*** Opening MATERIAL FOR THE TASK ***

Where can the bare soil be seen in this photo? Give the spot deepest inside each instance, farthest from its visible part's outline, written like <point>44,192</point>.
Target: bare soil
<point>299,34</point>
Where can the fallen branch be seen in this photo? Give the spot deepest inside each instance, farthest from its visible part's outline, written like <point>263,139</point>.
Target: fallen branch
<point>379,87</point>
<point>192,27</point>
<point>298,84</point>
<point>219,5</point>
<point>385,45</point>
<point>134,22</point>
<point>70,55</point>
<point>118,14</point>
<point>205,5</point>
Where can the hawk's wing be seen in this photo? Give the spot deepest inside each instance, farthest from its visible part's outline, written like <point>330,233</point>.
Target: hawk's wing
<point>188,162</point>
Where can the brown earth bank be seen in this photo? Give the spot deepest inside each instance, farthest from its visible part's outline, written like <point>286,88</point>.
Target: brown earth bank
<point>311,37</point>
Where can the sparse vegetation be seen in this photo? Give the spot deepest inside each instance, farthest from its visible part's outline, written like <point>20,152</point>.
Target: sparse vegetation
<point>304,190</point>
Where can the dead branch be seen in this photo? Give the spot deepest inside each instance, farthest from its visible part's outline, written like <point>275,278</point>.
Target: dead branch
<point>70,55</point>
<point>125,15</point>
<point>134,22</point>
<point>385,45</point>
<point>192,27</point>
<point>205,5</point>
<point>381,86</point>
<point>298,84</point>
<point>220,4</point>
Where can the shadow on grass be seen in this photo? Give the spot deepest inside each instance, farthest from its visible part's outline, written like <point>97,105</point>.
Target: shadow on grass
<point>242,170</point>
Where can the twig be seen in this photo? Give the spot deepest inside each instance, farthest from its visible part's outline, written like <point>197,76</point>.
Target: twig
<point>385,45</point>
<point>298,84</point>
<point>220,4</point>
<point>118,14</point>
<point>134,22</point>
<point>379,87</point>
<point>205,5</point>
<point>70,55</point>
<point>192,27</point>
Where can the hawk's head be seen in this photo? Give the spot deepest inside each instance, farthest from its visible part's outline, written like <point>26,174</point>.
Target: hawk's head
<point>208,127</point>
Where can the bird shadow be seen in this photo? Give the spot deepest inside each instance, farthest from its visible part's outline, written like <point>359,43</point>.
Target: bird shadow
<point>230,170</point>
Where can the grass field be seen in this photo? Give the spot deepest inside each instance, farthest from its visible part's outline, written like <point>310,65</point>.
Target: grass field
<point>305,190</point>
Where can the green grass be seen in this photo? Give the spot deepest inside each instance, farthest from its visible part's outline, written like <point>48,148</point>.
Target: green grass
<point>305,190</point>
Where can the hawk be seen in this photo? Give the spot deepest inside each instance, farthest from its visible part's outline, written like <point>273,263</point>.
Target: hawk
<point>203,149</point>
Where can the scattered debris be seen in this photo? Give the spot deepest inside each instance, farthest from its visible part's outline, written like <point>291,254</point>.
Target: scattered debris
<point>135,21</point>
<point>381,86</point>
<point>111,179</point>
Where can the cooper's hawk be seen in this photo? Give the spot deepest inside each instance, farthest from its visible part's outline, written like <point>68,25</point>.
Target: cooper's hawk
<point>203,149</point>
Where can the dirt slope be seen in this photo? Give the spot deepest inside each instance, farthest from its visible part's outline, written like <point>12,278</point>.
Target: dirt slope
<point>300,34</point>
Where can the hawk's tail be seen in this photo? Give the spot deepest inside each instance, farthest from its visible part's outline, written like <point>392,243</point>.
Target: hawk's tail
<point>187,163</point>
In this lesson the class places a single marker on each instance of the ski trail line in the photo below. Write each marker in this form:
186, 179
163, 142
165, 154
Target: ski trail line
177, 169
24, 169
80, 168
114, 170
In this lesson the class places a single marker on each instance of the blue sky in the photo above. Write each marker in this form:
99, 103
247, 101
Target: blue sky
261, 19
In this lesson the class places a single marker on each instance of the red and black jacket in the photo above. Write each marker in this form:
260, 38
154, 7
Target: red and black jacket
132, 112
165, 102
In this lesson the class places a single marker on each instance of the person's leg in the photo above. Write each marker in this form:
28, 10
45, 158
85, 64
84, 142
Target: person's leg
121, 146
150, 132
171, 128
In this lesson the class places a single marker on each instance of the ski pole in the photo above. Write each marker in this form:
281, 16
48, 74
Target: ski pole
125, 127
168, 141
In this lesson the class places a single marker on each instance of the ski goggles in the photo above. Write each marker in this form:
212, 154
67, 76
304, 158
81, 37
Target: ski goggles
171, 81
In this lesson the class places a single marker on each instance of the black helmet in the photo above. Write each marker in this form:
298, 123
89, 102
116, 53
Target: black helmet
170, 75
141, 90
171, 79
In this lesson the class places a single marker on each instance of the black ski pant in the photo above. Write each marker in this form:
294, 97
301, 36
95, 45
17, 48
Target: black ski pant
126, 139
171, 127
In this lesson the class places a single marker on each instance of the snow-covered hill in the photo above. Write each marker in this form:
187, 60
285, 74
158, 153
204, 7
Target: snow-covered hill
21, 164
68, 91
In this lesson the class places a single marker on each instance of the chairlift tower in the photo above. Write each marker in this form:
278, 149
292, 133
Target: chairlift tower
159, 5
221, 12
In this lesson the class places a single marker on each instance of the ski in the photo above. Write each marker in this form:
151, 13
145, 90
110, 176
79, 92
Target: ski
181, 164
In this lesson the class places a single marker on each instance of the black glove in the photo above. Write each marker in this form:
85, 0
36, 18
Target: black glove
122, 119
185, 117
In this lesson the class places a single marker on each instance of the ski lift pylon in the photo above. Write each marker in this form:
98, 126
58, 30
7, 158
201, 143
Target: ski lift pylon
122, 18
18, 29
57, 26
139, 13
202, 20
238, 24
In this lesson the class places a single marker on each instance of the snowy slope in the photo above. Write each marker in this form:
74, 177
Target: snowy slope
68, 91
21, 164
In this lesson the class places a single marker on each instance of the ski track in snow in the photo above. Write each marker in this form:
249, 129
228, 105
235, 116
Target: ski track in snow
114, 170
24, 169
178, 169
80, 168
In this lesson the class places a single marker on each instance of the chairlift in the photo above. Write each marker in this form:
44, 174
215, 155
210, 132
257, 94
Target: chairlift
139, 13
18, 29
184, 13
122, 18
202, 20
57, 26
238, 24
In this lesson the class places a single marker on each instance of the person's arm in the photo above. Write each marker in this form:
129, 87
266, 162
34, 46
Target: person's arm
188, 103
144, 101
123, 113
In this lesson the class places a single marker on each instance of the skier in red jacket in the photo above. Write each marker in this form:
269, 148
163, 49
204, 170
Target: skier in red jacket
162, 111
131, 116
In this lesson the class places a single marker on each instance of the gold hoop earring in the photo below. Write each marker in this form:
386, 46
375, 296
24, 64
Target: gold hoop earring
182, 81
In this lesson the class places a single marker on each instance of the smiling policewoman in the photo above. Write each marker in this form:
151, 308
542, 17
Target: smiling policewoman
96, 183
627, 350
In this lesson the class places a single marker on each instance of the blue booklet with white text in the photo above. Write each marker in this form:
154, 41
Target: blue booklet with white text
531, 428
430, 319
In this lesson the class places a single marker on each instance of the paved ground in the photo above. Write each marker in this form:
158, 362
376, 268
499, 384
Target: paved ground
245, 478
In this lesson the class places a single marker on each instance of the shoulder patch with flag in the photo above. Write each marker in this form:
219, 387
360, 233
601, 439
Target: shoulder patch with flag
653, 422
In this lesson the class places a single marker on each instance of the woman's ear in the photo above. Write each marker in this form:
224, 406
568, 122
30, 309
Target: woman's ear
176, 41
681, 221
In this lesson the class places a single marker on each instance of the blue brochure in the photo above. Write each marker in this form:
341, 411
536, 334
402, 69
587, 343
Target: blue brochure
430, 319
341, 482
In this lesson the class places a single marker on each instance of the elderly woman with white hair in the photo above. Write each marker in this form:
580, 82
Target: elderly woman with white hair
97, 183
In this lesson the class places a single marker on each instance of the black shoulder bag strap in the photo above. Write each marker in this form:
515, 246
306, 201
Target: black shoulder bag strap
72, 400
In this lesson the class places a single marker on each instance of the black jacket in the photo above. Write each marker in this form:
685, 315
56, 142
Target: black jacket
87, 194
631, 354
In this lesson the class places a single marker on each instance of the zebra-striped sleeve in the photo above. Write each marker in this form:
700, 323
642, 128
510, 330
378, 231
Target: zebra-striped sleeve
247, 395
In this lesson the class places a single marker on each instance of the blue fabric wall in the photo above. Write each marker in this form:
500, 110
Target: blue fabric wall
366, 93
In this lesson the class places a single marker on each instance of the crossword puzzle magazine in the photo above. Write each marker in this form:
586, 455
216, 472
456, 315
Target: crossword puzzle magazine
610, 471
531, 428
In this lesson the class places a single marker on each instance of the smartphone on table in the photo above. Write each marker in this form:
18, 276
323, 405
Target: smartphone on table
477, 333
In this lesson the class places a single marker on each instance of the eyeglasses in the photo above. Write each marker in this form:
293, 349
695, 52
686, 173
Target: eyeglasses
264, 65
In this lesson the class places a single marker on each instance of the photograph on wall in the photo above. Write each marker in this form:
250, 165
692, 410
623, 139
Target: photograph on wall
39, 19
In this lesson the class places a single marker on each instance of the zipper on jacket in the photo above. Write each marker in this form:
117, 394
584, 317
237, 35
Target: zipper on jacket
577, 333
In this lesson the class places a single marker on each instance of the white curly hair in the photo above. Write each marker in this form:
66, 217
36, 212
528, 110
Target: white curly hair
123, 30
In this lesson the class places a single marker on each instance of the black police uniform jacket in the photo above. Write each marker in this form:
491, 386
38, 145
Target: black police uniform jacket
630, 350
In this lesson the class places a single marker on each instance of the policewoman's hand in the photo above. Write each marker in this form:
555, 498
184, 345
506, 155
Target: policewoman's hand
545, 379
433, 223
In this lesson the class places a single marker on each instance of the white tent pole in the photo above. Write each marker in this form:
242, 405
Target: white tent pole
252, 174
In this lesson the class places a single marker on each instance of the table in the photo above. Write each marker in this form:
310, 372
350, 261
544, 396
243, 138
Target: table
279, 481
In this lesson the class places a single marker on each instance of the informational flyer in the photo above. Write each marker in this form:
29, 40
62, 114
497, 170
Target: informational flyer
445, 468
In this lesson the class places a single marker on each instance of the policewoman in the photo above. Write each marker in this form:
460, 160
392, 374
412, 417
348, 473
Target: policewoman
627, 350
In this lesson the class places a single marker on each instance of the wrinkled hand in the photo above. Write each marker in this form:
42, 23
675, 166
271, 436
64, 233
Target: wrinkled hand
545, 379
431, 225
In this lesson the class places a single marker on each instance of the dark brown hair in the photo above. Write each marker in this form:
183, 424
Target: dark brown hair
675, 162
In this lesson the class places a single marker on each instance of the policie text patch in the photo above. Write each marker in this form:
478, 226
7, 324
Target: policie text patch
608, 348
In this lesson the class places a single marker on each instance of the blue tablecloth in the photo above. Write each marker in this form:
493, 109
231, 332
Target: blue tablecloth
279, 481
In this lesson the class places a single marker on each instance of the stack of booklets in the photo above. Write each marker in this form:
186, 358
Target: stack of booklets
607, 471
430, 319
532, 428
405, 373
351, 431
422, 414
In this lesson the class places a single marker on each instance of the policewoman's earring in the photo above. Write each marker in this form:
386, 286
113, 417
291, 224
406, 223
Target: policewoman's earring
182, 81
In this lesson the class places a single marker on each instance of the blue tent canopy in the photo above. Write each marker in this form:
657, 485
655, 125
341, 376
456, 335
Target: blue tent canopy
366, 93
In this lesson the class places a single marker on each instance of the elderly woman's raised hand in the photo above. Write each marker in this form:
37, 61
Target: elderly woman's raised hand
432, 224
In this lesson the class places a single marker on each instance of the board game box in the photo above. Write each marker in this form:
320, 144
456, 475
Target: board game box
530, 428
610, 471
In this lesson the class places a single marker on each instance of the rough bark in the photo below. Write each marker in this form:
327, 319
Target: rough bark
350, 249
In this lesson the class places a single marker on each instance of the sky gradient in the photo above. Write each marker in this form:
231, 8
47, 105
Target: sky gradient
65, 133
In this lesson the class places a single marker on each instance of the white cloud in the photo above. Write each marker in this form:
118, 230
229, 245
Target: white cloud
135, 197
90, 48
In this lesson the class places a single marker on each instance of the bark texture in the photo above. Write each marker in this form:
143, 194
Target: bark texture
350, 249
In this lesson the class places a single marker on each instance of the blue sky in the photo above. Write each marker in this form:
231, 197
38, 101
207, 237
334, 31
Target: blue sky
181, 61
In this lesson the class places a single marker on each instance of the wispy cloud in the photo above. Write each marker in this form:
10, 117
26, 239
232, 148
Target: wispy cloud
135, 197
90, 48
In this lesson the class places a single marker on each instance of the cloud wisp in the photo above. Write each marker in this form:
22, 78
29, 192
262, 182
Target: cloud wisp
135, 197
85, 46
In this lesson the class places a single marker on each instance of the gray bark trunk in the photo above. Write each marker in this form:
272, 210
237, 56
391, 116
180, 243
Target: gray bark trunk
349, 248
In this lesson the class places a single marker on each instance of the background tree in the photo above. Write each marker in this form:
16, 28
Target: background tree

*** Closing MATERIAL FOR THE TASK ***

■ **WHAT IS BEING ASKED**
Nothing but a number belongs in the answer, namely how many lines above include "background".

■ **SOLUTION TO THIS EXERCISE**
2